_Complete the following:_
[a] Quote the passage on Cuba's oil and gas industry word for word, starting with "Cuba Oil & Gas" and going on through "approved in 2014.".
[b] Decide whether each statement below agrees with the passage on Cuba's oil and gas industry. Answer yes or no for each one and quote the words from the passage that settle it.
(i) Cupet organized the Cuba Oil & Gas 2017 meeting on its own.
(ii) Foreign investment law number 118 was approved in 2014.
(iii) The meeting in Havana had more than 250 participants.
╭─ Extract provided
Even as Cuba invites foreign capital to invest in the country's oil and gas industry, no chance is ever overlooked to reiterate the guidelines that govern how business is done in this sector on the island.
Cuba Oil & Gas 2017, a meeting recently held in Havana with more than 250 participants from countries such as Canada, the United States, Mexico, Venezuela, Brazil, Argentina, the United Kingdom, France, Italy, Germany, Spain, Russia, China, India and Australia, served to emphasize that the country's program for the development and exploitation of its resources is based on the goal of energy independence.
Organized by Britain's International Research Network (IRN), with the help of Cuba's state oil company, Cuba Petróleo (Cupet), the gathering attracted some 70 specialized companies - with presentations, discussions, negotiating sessions, and guided tours - to exchange information and offer a close-up look at the Cuban energy panorama, highlighting the opportunities made available through the new foreign investment law, number 118, approved in 2014.
According to the IRN's business development director, Paola Galanti, the conference was planned as "an event specifically for Cuba, because it appears to be the moment when the island has all the cards to attract investment, and no one wants to be left out."
Cupet is responsible for exploration and production of fuels, as well as exports and imports; refining crude oil; fabricating oil-based lubricants; and sales of gasoline and lubricants. The company recognizes the importance of advantages provided in the new foreign investment law, including government support with fiscal and tax incentives, as well as the country's political stability, security, energy potential, low costs of operation, and the existence of logistical infrastructure.
╰─
╭─ Given information
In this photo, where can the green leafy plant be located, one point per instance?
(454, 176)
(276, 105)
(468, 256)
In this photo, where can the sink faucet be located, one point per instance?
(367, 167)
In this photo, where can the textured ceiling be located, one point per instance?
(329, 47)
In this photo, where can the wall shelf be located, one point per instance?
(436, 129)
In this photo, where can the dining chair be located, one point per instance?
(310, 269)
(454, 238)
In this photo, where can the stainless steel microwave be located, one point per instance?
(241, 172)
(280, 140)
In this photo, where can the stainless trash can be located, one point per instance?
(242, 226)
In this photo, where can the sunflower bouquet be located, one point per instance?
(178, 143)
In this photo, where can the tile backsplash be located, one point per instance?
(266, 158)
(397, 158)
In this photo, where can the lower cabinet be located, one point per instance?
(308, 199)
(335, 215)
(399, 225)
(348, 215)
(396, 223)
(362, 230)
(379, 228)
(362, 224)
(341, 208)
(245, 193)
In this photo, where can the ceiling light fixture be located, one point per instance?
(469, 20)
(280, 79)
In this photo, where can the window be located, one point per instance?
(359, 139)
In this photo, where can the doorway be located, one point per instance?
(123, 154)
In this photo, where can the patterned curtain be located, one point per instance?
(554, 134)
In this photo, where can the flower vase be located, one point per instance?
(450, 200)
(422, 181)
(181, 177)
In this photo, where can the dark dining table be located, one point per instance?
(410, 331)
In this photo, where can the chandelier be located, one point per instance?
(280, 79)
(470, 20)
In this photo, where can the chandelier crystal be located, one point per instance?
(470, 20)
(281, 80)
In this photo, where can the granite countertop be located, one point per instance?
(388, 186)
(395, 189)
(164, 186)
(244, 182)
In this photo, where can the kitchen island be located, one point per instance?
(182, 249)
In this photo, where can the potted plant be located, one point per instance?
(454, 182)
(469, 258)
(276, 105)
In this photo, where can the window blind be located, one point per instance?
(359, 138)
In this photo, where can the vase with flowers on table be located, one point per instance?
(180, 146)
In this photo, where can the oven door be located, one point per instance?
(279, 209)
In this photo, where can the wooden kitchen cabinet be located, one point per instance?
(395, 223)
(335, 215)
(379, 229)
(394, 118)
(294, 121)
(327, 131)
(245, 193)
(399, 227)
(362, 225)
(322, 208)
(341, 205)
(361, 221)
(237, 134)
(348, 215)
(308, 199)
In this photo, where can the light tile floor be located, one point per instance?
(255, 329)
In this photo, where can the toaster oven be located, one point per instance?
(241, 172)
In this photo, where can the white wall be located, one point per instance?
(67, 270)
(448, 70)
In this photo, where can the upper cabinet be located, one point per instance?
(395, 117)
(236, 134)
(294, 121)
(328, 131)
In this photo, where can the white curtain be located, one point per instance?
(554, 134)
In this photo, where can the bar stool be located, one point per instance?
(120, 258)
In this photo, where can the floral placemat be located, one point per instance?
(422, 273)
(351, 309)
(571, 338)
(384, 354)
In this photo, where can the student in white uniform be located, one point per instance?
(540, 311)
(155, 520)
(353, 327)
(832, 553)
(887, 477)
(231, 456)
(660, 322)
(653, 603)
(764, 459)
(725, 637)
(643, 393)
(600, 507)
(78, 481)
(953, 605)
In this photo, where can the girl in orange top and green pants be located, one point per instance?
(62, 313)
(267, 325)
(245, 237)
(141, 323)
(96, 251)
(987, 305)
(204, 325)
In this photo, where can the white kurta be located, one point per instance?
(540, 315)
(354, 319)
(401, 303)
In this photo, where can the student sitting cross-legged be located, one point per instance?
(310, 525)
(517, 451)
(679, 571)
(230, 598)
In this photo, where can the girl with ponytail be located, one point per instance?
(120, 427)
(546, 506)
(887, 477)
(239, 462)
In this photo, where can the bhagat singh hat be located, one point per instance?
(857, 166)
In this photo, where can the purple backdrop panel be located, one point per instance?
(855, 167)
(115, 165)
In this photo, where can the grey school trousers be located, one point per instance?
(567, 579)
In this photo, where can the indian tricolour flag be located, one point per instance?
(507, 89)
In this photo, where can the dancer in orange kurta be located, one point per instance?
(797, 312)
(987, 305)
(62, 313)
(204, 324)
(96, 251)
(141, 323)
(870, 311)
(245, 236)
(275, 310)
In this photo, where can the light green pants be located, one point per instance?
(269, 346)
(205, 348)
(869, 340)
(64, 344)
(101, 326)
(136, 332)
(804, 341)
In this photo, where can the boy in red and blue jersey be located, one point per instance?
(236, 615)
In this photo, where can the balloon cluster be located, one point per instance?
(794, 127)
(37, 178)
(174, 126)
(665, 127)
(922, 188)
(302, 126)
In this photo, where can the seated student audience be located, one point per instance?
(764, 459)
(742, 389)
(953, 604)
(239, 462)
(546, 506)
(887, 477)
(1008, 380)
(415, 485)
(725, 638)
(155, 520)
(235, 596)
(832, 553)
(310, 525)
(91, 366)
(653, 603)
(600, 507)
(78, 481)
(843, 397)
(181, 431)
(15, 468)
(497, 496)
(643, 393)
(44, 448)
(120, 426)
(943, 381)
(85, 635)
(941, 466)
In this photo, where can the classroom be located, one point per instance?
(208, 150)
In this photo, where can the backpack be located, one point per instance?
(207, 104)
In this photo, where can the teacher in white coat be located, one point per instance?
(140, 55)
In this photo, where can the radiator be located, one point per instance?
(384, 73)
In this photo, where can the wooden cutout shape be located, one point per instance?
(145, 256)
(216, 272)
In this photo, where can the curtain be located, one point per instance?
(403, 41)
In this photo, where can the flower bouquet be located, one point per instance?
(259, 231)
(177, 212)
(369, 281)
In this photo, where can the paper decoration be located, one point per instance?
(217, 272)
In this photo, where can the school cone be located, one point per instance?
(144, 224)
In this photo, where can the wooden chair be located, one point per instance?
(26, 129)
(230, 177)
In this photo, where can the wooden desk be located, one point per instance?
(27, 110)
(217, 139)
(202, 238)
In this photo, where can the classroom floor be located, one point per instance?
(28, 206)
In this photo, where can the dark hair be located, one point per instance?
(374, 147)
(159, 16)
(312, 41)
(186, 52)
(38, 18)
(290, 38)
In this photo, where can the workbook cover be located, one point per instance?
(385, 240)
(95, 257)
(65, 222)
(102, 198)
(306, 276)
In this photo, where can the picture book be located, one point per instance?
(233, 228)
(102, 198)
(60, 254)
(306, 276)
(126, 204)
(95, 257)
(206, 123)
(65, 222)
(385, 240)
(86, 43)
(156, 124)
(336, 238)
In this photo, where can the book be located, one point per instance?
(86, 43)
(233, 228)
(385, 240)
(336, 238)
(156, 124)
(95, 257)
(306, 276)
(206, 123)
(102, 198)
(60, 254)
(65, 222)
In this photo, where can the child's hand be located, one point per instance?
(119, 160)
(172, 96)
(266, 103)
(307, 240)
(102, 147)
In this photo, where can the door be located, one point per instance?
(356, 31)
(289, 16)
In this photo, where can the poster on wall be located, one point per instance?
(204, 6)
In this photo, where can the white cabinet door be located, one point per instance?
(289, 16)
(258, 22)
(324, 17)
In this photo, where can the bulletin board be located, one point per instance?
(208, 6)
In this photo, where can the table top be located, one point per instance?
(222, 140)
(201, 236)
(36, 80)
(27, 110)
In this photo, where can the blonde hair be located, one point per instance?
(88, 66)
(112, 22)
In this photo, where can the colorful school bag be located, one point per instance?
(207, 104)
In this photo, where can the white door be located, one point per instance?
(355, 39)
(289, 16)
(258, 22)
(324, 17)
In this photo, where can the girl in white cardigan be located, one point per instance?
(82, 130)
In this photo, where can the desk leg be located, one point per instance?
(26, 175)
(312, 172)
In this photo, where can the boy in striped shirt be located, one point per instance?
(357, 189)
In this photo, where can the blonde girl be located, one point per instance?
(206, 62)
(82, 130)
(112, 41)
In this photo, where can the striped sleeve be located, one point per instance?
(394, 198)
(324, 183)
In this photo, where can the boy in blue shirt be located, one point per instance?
╰─
_Task-by-task results:_
[a]
Cuba Oil & Gas 2017, a meeting recently held in Havana with more than 250 participants from countries such as Canada, the United States, Mexico, Venezuela, Brazil, Argentina, the United Kingdom, France, Italy, Germany, Spain, Russia, China, India and Australia, served to emphasize that the country's program for the development and exploitation of its resources is based on the goal of energy independence.
Organized by Britain's International Research Network (IRN), with the help of Cuba's state oil company, Cuba Petróleo (Cupet), the gathering attracted some 70 specialized companies - with presentations, discussions, negotiating sessions, and guided tours - to exchange information and offer a close-up look at the Cuban energy panorama, highlighting the opportunities made available through the new foreign investment law, number 118, approved in 2014.

[b]
(i) No: "Organized by Britain's International Research Network (IRN), with the help of Cuba's state oil company, Cuba Petróleo (Cupet)"
(ii) Yes: "the new foreign investment law, number 118, approved in 2014"
(iii) Yes: "a meeting recently held in Havana with more than 250 participants"